» WHAT TO DO: Reproduce all of the data, making sure that no line differs from the original.

» DATA EXTRACTS:
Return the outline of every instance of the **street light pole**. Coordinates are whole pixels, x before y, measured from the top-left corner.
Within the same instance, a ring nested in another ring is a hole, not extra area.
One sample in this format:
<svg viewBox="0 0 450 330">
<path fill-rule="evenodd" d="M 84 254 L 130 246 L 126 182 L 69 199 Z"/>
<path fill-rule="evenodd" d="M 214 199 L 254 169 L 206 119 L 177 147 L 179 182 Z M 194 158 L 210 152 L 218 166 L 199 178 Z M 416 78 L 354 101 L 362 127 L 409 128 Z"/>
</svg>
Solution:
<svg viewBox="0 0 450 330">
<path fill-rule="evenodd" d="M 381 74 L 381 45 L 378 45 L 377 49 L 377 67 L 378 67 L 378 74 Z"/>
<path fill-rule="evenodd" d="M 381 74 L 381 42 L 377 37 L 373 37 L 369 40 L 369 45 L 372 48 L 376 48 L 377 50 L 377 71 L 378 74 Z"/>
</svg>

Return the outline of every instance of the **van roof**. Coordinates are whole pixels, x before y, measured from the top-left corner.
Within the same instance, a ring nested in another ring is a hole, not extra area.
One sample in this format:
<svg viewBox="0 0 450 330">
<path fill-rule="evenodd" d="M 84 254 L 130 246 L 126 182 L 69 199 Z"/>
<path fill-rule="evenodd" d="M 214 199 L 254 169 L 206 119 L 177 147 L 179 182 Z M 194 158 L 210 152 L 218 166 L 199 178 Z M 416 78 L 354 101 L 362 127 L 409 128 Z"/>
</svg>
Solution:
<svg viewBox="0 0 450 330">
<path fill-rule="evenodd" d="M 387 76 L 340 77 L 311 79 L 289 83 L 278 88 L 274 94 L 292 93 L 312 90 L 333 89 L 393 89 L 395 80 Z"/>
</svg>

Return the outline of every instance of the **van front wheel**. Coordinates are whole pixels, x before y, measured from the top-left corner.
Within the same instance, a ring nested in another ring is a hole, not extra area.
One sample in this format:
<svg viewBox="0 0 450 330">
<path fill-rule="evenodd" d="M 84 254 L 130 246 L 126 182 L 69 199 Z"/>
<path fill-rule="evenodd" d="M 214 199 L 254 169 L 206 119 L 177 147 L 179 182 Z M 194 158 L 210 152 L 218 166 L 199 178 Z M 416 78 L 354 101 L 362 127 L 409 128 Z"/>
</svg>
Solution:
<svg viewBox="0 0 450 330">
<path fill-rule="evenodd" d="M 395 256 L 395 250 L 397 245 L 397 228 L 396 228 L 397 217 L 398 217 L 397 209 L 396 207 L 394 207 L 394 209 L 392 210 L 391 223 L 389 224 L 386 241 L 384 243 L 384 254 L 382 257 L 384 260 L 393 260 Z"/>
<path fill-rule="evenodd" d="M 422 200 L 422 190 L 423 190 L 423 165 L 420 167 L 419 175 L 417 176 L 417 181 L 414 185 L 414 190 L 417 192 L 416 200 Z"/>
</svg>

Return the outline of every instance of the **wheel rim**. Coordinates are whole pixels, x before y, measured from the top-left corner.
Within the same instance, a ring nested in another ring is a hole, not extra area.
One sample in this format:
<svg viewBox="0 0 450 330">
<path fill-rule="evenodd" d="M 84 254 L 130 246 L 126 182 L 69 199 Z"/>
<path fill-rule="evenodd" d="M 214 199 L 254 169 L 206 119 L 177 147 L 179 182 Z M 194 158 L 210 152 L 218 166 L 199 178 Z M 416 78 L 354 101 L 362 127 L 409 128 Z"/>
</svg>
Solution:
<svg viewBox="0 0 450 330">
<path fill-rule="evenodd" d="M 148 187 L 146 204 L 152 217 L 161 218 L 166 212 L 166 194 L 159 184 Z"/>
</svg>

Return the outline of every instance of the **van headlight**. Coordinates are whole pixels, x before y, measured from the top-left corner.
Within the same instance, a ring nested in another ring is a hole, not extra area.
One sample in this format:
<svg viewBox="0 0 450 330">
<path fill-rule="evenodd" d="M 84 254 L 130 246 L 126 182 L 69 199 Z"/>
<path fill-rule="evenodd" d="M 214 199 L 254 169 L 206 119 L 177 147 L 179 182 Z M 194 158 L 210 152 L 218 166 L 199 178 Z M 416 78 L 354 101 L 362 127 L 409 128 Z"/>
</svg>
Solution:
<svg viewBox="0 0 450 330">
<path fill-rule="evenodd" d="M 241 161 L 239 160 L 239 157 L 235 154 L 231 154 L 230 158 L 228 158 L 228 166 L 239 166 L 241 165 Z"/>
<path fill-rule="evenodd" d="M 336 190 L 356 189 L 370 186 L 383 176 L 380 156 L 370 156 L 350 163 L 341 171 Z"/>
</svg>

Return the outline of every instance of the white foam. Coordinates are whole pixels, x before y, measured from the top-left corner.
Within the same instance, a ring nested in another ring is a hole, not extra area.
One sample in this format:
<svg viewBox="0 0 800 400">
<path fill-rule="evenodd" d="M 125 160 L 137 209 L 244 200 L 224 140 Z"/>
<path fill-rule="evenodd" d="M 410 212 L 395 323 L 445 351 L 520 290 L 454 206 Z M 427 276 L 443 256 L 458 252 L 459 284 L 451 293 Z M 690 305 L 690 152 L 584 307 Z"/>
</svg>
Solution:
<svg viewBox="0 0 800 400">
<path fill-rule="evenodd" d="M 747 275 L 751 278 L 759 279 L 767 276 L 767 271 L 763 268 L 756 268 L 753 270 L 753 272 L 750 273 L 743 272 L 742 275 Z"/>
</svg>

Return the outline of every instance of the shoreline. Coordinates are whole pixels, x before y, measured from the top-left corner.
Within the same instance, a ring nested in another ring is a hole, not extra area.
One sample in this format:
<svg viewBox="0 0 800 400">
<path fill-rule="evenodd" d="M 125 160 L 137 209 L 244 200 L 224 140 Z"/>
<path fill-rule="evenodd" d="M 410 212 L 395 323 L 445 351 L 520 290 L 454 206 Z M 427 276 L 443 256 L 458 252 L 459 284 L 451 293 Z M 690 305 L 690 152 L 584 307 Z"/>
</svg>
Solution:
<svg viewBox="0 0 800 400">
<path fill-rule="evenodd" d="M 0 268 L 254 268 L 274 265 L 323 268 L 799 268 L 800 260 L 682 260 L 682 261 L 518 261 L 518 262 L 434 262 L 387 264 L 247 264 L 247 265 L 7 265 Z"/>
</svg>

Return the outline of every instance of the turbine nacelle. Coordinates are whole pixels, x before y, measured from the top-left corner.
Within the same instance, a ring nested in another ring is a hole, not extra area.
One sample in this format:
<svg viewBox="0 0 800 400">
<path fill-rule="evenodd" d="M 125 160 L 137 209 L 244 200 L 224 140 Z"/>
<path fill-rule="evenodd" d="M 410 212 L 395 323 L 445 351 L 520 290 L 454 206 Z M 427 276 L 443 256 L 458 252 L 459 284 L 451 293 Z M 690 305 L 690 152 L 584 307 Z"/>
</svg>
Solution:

» RESPONSE TO THE TASK:
Return the outline of every instance of the **street light pole**. Coordinates are whole pixels, x before y, measured from the top-left corner.
Within the same instance, a ring nested in another ring is a hole, not extra area.
One sample in this format:
<svg viewBox="0 0 450 330">
<path fill-rule="evenodd" d="M 84 254 L 130 246 L 126 182 L 69 199 Z"/>
<path fill-rule="evenodd" d="M 214 199 L 254 169 L 206 119 L 177 147 L 179 182 Z M 194 158 L 210 152 L 218 166 L 199 178 Z M 416 78 L 354 101 L 362 127 L 409 128 Z"/>
</svg>
Solution:
<svg viewBox="0 0 450 330">
<path fill-rule="evenodd" d="M 381 74 L 381 45 L 378 45 L 377 49 L 377 67 L 378 67 L 378 74 Z"/>
<path fill-rule="evenodd" d="M 381 74 L 381 42 L 377 37 L 373 37 L 369 40 L 369 45 L 372 48 L 376 48 L 377 50 L 377 71 L 378 74 Z"/>
</svg>

Return the outline of every instance of the **van roof**. Coordinates are whole pixels, x before y, measured from the top-left corner.
Within the same instance, a ring nested in another ring is a hole, not extra area.
One sample in this format:
<svg viewBox="0 0 450 330">
<path fill-rule="evenodd" d="M 84 254 L 130 246 L 126 182 L 69 199 Z"/>
<path fill-rule="evenodd" d="M 214 199 L 254 169 L 206 119 L 177 147 L 179 182 Z M 194 158 L 210 152 L 218 166 L 199 178 Z M 416 78 L 354 101 L 362 127 L 409 128 Z"/>
</svg>
Solution:
<svg viewBox="0 0 450 330">
<path fill-rule="evenodd" d="M 387 76 L 340 77 L 311 79 L 289 83 L 278 88 L 274 94 L 292 93 L 312 90 L 333 89 L 393 89 L 395 80 Z"/>
</svg>

Return the outline of every instance of the **van front wheel**. Coordinates are whole pixels, x before y, measured from the top-left corner.
Within the same instance, a ring nested in another ring is a hole, not extra area.
One sample in this format:
<svg viewBox="0 0 450 330">
<path fill-rule="evenodd" d="M 84 254 L 130 246 L 126 182 L 69 199 Z"/>
<path fill-rule="evenodd" d="M 214 199 L 254 169 L 206 119 L 177 147 L 179 182 Z M 194 158 L 210 152 L 218 166 L 199 178 Z M 416 78 L 354 101 L 362 127 L 409 128 Z"/>
</svg>
Solution:
<svg viewBox="0 0 450 330">
<path fill-rule="evenodd" d="M 395 256 L 395 250 L 397 245 L 397 228 L 396 228 L 397 217 L 398 217 L 397 209 L 396 207 L 394 207 L 394 209 L 392 210 L 391 223 L 389 224 L 386 241 L 384 243 L 384 254 L 382 257 L 384 260 L 393 260 Z"/>
<path fill-rule="evenodd" d="M 422 200 L 422 190 L 423 190 L 423 165 L 420 167 L 419 175 L 417 176 L 417 181 L 414 185 L 414 190 L 417 192 L 416 200 Z"/>
</svg>

Return the outline of every instance of the **wheel rim**. Coordinates are whole pixels, x before y, measured from the top-left corner.
Within the same instance, a ring nested in another ring is a hole, not extra area.
One sample in this format:
<svg viewBox="0 0 450 330">
<path fill-rule="evenodd" d="M 84 254 L 130 246 L 126 182 L 69 199 Z"/>
<path fill-rule="evenodd" d="M 214 199 L 254 169 L 206 119 L 177 147 L 179 182 Z M 194 158 L 210 152 L 218 166 L 199 178 Z M 416 78 L 354 101 L 362 127 L 409 128 Z"/>
</svg>
Solution:
<svg viewBox="0 0 450 330">
<path fill-rule="evenodd" d="M 148 187 L 146 204 L 152 217 L 161 218 L 166 212 L 166 194 L 159 184 Z"/>
</svg>

Return the outline of every instance of the **van headlight**. Coordinates are whole pixels, x before y, measured from the top-left corner.
Within the same instance, a ring nested in another ring is a hole, not extra area.
One sample in this format:
<svg viewBox="0 0 450 330">
<path fill-rule="evenodd" d="M 84 254 L 130 246 L 126 182 L 69 199 Z"/>
<path fill-rule="evenodd" d="M 214 199 L 254 169 L 206 119 L 177 147 L 179 182 Z M 194 158 L 210 152 L 218 166 L 199 178 Z M 416 78 L 354 101 L 362 127 L 409 128 Z"/>
</svg>
Solution:
<svg viewBox="0 0 450 330">
<path fill-rule="evenodd" d="M 241 161 L 239 160 L 239 157 L 235 154 L 231 154 L 230 158 L 228 158 L 228 166 L 239 166 L 241 165 Z"/>
<path fill-rule="evenodd" d="M 336 190 L 356 189 L 370 186 L 383 176 L 380 156 L 370 156 L 350 163 L 341 171 Z"/>
</svg>

Return the outline of every instance of the white foam. Coordinates are whole pixels, x before y, measured from the top-left corner.
Within the same instance, a ring nested in another ring is a hole, not extra area.
One sample in this format:
<svg viewBox="0 0 800 400">
<path fill-rule="evenodd" d="M 125 160 L 137 209 L 244 200 L 224 140 Z"/>
<path fill-rule="evenodd" d="M 410 212 L 395 323 L 445 351 L 520 290 L 454 206 Z M 427 276 L 443 256 L 458 252 L 459 284 L 451 293 Z M 690 305 L 690 152 L 584 307 Z"/>
</svg>
Solution:
<svg viewBox="0 0 800 400">
<path fill-rule="evenodd" d="M 747 275 L 751 278 L 759 279 L 767 276 L 767 271 L 763 268 L 756 268 L 753 270 L 753 272 L 750 273 L 743 272 L 742 275 Z"/>
</svg>

Return the outline of every instance of the shoreline. Coordinates are whole pixels, x before y, measured from the top-left corner.
Within the same instance, a ring nested in another ring is a hole, not extra area.
One sample in this format:
<svg viewBox="0 0 800 400">
<path fill-rule="evenodd" d="M 125 160 L 137 209 L 244 200 L 224 140 Z"/>
<path fill-rule="evenodd" d="M 410 212 L 395 323 L 445 351 L 520 290 L 454 206 Z M 427 276 L 443 256 L 458 252 L 459 284 L 451 293 Z M 690 305 L 690 152 L 584 307 Z"/>
</svg>
Solution:
<svg viewBox="0 0 800 400">
<path fill-rule="evenodd" d="M 0 268 L 254 268 L 274 265 L 323 268 L 799 268 L 800 260 L 682 260 L 682 261 L 518 261 L 518 262 L 434 262 L 387 264 L 247 264 L 247 265 L 7 265 Z"/>
</svg>

Return the outline of every instance of the turbine nacelle. Coordinates are whole pixels, x before y, measured from the top-left corner.
Within the same instance, a ring nested in another ring is a hole, not extra area.
One sample in this format:
<svg viewBox="0 0 800 400">
<path fill-rule="evenodd" d="M 125 160 L 137 209 L 244 200 L 224 140 Z"/>
<path fill-rule="evenodd" d="M 410 212 L 395 323 L 445 351 L 520 290 L 454 206 Z M 427 276 L 443 256 L 458 252 L 459 284 L 451 293 Z M 690 305 L 690 152 L 584 307 Z"/>
</svg>
Solution:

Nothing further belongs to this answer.